Instructions for the task: Line count for the string "cliff": give the number of lines in the data below that contain it, and nothing more.

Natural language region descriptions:
☆ ☆ ☆ ☆

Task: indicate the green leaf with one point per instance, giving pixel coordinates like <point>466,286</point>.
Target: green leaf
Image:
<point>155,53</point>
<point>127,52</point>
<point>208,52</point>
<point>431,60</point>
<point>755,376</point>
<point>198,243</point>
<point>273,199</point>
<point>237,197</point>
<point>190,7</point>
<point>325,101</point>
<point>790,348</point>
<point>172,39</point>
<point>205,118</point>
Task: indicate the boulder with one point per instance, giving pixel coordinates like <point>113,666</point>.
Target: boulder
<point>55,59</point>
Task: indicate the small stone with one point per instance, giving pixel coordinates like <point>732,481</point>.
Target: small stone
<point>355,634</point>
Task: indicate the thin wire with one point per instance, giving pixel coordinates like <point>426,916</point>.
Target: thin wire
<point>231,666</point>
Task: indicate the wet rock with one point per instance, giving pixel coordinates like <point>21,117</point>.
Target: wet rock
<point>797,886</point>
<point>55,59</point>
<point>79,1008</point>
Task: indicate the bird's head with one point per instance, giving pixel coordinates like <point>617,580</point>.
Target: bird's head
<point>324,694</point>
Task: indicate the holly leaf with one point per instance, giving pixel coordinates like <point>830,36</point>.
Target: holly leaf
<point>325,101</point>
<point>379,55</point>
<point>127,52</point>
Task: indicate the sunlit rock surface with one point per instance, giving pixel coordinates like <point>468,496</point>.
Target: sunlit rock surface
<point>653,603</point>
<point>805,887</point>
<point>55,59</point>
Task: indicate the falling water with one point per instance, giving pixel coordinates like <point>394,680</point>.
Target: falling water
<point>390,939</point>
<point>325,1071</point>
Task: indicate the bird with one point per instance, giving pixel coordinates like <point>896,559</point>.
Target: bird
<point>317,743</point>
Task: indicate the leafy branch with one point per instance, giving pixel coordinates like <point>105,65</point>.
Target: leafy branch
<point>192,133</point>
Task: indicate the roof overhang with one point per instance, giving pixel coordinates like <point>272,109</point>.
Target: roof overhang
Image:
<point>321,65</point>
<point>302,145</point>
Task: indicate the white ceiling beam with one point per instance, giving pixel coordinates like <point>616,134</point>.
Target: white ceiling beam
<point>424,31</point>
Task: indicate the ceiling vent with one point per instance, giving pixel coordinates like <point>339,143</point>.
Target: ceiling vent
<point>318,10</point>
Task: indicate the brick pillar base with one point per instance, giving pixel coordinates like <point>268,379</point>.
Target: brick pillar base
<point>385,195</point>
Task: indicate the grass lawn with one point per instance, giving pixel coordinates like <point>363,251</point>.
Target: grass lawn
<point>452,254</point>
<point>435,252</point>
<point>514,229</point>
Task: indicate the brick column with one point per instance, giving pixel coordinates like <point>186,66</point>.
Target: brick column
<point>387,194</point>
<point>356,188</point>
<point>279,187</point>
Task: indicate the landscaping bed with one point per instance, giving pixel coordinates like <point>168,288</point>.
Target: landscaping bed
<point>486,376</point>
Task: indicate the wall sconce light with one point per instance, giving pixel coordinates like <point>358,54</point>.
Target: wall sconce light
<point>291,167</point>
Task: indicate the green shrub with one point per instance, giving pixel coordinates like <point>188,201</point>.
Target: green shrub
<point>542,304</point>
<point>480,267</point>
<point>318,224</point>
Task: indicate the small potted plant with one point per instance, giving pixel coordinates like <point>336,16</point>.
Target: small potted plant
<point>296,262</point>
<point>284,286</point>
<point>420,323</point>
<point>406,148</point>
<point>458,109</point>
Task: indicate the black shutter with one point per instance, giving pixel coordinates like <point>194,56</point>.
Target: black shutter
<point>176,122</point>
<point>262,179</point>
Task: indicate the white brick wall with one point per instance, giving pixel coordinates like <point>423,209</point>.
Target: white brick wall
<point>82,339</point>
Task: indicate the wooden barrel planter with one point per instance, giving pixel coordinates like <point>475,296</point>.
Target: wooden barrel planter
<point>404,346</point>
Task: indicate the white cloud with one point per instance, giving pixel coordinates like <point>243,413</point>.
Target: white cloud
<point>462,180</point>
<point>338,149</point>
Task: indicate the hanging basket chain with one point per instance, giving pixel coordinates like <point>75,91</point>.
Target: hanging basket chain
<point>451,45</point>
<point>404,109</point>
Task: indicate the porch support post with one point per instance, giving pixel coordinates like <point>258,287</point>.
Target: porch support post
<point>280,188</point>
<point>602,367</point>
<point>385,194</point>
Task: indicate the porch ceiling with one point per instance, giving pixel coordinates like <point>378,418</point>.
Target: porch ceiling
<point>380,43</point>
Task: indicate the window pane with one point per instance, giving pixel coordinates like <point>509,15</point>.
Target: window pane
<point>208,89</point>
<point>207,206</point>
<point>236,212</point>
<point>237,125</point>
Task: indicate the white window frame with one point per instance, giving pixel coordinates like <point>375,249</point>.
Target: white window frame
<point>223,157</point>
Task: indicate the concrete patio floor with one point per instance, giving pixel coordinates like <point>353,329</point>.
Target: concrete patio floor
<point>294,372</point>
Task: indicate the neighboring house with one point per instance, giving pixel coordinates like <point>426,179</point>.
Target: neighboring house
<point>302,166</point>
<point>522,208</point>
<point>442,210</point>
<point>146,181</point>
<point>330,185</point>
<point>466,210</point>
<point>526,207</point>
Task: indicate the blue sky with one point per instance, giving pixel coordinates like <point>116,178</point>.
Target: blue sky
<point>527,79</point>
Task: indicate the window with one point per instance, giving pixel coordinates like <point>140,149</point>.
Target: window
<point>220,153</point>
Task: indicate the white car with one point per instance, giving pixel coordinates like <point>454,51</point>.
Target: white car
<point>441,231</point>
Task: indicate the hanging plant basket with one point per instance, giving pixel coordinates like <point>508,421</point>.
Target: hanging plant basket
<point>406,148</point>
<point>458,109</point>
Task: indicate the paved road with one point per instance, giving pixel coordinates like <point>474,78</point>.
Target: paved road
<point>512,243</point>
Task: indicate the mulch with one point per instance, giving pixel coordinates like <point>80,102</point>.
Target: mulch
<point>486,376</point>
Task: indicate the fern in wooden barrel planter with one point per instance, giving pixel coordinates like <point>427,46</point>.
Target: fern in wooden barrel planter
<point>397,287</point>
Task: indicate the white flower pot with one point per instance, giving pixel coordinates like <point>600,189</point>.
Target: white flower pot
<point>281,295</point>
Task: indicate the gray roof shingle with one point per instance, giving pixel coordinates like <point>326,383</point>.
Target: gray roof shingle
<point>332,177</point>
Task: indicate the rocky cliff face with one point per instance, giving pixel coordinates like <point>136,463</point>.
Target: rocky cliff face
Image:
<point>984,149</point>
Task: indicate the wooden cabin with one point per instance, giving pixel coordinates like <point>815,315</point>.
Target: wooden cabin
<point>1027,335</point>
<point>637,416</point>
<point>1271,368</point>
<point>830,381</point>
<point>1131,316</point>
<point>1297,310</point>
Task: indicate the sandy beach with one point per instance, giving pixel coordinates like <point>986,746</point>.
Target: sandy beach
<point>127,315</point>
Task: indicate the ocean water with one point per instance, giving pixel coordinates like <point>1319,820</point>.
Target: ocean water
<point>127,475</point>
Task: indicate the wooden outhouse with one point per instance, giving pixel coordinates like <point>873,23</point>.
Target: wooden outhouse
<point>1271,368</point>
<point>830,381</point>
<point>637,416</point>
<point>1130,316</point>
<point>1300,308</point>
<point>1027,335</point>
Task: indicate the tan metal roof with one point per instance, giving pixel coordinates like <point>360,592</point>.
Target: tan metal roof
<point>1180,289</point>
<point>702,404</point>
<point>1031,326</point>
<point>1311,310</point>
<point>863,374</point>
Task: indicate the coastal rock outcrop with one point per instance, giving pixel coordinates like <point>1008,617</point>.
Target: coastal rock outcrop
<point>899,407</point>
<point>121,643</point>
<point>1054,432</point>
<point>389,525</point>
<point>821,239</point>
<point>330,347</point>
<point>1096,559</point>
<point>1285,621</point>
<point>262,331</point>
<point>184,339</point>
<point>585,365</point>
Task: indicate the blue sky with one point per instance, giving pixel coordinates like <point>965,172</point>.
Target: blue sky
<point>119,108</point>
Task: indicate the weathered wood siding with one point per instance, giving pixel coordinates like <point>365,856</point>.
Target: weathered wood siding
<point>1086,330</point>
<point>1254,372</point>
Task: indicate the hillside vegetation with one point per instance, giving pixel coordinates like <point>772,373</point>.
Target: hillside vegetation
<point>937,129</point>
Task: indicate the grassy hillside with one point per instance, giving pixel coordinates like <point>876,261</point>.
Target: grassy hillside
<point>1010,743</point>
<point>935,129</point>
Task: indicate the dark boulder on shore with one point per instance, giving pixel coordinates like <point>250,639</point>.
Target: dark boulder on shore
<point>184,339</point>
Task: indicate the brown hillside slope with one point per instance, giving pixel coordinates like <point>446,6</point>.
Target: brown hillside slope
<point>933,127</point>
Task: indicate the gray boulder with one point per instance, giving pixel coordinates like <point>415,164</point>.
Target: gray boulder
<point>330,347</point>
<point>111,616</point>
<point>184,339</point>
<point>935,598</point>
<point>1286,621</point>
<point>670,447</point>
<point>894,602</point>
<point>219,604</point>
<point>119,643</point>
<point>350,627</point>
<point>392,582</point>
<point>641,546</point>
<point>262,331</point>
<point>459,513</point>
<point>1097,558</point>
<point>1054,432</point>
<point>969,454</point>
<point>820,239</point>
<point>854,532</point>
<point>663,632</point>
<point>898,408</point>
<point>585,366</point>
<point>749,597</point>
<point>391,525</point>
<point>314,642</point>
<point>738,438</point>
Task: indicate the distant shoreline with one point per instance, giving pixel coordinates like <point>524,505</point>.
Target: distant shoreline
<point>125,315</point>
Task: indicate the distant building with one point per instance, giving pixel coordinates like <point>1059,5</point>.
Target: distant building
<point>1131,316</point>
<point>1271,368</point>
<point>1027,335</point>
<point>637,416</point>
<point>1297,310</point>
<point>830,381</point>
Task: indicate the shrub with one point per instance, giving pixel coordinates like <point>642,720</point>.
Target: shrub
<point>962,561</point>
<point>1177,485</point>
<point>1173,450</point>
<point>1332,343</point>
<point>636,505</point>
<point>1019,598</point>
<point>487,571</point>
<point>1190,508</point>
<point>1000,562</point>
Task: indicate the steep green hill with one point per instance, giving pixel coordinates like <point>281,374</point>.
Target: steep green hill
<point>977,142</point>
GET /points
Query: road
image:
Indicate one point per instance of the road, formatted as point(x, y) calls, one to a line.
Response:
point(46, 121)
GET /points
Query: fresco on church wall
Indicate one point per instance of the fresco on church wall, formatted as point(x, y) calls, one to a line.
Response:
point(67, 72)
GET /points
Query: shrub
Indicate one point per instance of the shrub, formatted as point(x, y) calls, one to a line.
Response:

☆ ☆ ☆ ☆

Expected answer: 2